Your instructions: Filter the lines below, keeping each one that holds "skillet".

━━ Records supplied ━━

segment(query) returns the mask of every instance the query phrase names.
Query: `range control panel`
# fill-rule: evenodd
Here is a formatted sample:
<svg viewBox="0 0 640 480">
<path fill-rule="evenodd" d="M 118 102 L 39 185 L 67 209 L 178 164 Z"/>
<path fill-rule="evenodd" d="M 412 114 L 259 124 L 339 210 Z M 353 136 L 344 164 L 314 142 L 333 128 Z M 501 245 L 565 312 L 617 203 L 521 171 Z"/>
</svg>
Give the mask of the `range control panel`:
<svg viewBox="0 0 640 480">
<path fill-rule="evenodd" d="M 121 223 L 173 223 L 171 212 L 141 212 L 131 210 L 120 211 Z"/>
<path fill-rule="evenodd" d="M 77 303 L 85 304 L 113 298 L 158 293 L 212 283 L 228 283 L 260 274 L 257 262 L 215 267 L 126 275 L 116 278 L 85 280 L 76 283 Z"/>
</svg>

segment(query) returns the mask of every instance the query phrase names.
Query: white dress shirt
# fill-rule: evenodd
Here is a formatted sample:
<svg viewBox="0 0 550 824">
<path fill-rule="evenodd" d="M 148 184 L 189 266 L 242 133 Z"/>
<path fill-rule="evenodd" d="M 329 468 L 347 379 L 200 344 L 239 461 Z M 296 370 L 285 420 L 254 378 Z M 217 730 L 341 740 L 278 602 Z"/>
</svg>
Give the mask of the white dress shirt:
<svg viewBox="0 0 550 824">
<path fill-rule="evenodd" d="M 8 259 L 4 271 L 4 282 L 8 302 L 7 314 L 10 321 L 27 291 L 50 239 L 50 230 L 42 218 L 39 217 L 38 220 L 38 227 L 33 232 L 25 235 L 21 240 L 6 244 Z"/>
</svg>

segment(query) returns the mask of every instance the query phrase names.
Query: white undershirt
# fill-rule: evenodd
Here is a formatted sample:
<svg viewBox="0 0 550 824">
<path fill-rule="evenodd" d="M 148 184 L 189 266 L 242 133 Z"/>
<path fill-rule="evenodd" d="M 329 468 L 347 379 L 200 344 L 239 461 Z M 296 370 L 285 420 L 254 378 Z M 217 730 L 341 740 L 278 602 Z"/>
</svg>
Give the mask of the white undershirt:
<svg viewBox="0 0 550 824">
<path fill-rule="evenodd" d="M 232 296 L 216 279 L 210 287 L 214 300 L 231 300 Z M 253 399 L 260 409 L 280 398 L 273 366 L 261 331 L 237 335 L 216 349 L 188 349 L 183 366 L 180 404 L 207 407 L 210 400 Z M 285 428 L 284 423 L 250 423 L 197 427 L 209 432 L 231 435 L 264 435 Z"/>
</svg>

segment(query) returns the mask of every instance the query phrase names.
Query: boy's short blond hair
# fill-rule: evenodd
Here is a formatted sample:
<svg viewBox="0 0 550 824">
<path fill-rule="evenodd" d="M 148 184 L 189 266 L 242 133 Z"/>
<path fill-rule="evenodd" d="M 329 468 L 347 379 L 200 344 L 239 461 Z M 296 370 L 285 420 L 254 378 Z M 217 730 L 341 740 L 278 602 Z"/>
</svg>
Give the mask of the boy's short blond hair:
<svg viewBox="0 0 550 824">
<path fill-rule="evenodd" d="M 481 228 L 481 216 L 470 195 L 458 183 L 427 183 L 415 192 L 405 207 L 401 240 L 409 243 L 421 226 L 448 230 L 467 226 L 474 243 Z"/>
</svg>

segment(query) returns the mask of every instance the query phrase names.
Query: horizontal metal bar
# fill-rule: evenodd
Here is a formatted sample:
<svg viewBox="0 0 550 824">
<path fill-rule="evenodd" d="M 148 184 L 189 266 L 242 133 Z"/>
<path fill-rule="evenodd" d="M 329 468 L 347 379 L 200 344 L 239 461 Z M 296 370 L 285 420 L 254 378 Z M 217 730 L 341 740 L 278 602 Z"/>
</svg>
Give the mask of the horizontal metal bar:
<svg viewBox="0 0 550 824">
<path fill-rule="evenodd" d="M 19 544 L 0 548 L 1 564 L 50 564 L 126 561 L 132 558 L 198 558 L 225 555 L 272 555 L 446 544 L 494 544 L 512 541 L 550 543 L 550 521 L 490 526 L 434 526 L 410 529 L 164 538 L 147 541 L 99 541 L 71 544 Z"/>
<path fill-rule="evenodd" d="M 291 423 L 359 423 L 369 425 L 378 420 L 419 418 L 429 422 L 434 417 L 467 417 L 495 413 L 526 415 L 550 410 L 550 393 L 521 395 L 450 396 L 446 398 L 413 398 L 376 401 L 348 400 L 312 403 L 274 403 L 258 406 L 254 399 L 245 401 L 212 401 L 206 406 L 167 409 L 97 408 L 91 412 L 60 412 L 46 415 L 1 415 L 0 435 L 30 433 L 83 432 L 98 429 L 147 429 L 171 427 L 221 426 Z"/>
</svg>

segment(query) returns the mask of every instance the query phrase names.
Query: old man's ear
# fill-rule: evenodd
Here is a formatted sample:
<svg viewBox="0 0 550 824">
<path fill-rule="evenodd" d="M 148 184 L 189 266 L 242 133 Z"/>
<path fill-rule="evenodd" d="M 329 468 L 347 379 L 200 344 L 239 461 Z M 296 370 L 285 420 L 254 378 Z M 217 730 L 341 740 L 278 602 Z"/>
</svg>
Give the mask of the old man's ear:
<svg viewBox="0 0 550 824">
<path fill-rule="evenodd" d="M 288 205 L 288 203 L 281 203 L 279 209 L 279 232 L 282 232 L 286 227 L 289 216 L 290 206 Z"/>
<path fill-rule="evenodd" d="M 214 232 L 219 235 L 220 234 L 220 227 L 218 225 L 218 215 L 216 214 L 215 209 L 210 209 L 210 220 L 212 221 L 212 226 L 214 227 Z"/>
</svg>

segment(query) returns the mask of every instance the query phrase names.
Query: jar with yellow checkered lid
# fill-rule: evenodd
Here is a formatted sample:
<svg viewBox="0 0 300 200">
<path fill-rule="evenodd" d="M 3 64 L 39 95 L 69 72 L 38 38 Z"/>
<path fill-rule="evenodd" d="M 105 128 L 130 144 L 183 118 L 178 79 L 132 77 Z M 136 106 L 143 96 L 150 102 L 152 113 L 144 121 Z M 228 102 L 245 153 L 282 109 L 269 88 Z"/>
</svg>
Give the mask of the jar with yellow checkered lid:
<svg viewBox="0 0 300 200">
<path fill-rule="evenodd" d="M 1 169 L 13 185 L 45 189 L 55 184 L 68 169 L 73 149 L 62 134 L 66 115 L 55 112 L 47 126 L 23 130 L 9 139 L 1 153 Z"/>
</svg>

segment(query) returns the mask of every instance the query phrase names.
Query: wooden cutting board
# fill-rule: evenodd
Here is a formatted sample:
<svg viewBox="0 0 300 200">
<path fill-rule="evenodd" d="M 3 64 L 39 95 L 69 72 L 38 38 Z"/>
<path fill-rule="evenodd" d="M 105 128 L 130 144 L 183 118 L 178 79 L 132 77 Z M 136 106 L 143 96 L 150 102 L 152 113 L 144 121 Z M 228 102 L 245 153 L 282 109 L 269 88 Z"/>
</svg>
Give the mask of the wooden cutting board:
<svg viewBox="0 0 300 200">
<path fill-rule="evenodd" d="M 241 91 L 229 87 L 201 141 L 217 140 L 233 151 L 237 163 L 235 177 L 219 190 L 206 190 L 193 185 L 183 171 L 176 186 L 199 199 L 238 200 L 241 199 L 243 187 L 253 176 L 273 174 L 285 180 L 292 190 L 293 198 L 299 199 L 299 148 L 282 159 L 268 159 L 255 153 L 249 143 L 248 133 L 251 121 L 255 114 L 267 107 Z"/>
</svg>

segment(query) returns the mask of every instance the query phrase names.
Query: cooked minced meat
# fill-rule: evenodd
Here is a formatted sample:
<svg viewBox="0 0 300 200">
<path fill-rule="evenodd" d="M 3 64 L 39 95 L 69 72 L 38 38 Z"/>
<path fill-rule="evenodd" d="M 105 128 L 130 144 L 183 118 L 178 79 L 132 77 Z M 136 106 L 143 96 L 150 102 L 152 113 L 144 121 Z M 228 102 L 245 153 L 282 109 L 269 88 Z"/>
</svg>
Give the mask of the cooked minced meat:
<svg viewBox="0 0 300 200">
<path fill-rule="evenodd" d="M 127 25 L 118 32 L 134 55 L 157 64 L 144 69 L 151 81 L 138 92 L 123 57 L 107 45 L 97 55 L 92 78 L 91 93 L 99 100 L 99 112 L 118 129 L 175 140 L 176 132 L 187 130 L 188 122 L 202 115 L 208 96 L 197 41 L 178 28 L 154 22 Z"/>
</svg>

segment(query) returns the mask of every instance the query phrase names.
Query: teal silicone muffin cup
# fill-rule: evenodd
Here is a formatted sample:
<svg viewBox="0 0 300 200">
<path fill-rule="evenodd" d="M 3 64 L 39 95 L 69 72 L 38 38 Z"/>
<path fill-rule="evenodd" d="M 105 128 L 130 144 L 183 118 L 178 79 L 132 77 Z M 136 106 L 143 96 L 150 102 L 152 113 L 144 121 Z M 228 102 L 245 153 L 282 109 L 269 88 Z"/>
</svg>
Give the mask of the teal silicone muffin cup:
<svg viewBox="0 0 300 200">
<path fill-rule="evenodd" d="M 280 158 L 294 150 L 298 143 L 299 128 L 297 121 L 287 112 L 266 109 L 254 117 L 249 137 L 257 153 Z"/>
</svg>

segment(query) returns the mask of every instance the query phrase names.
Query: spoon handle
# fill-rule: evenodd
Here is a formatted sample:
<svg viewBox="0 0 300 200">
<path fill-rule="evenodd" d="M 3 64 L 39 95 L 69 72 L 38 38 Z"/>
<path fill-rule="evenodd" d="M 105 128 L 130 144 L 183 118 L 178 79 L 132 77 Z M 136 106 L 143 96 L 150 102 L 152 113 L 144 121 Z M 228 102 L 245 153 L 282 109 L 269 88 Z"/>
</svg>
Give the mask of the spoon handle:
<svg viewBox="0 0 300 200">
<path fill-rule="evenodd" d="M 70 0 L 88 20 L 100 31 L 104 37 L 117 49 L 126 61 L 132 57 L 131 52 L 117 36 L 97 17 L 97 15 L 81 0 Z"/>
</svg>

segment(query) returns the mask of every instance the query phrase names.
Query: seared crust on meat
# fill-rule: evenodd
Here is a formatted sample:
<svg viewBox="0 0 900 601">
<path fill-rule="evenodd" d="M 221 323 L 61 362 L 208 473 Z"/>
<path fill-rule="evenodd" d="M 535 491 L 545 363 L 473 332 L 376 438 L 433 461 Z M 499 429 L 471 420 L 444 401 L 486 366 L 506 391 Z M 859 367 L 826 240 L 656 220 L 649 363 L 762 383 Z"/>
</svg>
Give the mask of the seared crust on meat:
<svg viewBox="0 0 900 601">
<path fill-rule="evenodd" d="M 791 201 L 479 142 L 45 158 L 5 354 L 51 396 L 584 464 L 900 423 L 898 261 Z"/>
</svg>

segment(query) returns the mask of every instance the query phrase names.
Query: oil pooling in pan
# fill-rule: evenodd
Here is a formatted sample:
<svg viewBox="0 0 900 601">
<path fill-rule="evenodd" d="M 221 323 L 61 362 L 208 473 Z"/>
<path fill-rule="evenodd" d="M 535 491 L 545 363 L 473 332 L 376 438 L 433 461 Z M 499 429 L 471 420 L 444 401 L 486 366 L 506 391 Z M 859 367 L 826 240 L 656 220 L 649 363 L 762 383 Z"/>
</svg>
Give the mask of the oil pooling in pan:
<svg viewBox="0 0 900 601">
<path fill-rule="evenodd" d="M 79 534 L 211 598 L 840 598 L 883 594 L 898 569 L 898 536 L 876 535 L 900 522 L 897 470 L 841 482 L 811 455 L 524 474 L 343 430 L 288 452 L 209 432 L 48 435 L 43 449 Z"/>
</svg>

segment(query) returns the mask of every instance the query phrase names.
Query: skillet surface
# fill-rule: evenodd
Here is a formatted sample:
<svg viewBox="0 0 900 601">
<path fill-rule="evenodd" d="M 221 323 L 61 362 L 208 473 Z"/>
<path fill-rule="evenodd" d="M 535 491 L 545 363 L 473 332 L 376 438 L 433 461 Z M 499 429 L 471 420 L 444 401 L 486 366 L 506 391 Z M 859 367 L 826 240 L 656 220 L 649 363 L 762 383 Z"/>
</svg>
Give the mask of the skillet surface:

━━━

Task response:
Query: skillet surface
Give the mask of the skillet surface:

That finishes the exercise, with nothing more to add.